> EXERCISE OBJECTIVE: Convert the lines from the one containing "entry: white building" through the one containing "[[[0,56],[0,79],[8,79],[18,55]]]" into a JSON list of strings, with one string per line and blank lines omitted.

[A run of rows]
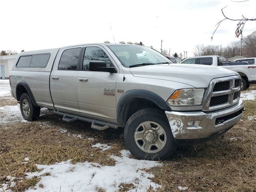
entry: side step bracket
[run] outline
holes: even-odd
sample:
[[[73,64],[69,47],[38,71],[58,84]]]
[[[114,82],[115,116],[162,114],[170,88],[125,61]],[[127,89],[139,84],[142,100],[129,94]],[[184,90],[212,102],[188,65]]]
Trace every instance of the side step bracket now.
[[[70,122],[76,120],[80,120],[92,123],[91,128],[100,131],[105,130],[108,128],[113,128],[114,129],[117,129],[118,128],[117,125],[114,123],[96,120],[87,117],[74,115],[58,111],[53,111],[53,112],[55,114],[63,116],[62,120],[66,122]]]
[[[77,120],[77,116],[75,116],[74,117],[71,118],[69,118],[67,116],[67,114],[65,113],[63,118],[62,118],[62,121],[66,121],[66,122],[73,122],[75,120]]]

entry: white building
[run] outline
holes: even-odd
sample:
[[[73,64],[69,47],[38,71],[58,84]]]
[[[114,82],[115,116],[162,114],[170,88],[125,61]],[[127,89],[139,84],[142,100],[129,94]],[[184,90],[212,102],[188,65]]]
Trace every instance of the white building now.
[[[235,56],[234,57],[232,57],[231,58],[230,58],[228,59],[228,61],[233,61],[236,60],[236,59],[243,59],[244,58],[245,58],[245,57],[242,57],[242,56]]]
[[[0,56],[0,79],[8,79],[18,55]]]

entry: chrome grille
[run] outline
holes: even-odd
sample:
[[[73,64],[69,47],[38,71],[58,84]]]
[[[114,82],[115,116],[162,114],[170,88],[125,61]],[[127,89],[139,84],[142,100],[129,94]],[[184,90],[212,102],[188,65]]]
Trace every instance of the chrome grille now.
[[[215,106],[220,105],[228,102],[228,95],[221,95],[212,97],[211,98],[211,102],[210,103],[210,106]]]
[[[238,103],[241,82],[241,77],[239,76],[212,80],[206,94],[203,110],[216,110]]]
[[[213,92],[216,91],[223,91],[226,90],[229,88],[229,82],[224,81],[224,82],[220,82],[215,84],[214,87],[213,88]]]

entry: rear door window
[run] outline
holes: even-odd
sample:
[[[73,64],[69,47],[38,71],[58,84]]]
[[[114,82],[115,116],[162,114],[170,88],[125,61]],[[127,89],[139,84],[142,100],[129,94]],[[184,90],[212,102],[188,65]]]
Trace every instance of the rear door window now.
[[[76,70],[81,48],[67,49],[63,52],[60,58],[58,69]]]
[[[202,57],[200,58],[199,64],[201,65],[211,65],[212,64],[212,57]]]
[[[103,61],[106,62],[107,67],[114,66],[107,54],[103,49],[98,47],[87,47],[85,49],[83,70],[89,70],[89,62],[90,61]]]
[[[196,58],[192,58],[191,59],[188,59],[184,61],[181,63],[185,64],[195,64],[196,63]]]
[[[244,60],[248,62],[249,65],[253,65],[254,64],[254,59],[245,59]]]

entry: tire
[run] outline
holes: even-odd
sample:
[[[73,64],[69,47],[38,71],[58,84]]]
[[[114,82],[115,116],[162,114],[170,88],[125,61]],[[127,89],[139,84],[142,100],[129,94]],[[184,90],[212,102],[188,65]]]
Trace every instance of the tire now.
[[[20,100],[20,112],[25,120],[32,121],[37,119],[40,115],[40,107],[35,106],[27,93],[23,94]]]
[[[241,90],[244,91],[246,90],[247,87],[247,83],[244,79],[242,79],[242,84]]]
[[[155,108],[142,109],[133,114],[125,126],[124,137],[129,150],[139,159],[168,159],[177,147],[165,114]]]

> RIGHT ANSWER:
[
  "entry: white building",
  "[run] outline",
  "holes: even-odd",
  "sample:",
  "[[[73,64],[69,47],[38,71],[58,84]]]",
  "[[[114,82],[115,116],[162,114],[170,88],[125,61]],[[127,89],[139,84],[142,100],[129,94]],[[184,90],[212,102],[188,65]]]",
  "Trace every instance of the white building now.",
  "[[[235,56],[234,57],[232,57],[231,58],[230,58],[228,59],[228,61],[233,61],[236,60],[236,59],[243,59],[244,58],[245,58],[245,57],[242,57],[242,56]]]",
  "[[[0,56],[0,79],[8,79],[18,55]]]"
]